__Problem statement__: Format the data from the line with "blossom visible in" to the line with "[401, 210, 433, 296]" as a two-column CSV headed text and answer, one row per text with its answer. Quote every field and turn any line breaks into spaces.

__Dataset records__:

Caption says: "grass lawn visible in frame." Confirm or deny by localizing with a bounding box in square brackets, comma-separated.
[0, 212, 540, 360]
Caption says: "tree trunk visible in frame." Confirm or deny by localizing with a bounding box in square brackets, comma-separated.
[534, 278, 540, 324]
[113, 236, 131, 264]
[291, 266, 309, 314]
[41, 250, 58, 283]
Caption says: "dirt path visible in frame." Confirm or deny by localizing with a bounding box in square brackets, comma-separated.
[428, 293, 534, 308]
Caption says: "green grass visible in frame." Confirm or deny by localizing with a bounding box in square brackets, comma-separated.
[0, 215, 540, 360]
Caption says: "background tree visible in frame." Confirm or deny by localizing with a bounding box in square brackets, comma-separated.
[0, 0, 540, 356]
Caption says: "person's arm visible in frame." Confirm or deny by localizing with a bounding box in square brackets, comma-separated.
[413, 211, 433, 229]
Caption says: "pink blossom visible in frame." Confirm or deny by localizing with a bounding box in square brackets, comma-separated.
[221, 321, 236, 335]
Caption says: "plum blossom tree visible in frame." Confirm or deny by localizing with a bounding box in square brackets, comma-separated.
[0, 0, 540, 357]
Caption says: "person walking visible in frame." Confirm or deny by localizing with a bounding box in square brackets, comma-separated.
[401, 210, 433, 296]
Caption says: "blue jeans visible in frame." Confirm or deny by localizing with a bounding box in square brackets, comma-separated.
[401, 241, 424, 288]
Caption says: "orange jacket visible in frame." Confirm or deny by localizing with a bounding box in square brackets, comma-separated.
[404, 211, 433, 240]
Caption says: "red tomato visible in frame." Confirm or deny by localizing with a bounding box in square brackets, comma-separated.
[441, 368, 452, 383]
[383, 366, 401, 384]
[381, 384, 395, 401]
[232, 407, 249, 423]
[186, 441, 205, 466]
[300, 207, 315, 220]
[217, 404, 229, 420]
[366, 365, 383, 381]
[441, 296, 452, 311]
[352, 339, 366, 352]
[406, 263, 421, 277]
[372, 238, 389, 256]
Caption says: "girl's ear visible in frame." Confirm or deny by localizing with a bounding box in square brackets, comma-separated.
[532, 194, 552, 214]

__Solution for this problem__:
text,answer
"Caption says: ""pink blossom visible in frame."" Confirm or deny by localizing with a bounding box in square brackets, comma-separated.","[221, 321, 236, 335]"
"Caption says: ""plum blossom tree visible in frame."" Confirm or deny by localizing with a bounding box in square brackets, comma-separated.","[0, 0, 540, 357]"
"Caption says: ""person walking visible in frame."" Confirm or deny by localizing with a bounding box in square brackets, comma-separated.","[401, 210, 433, 296]"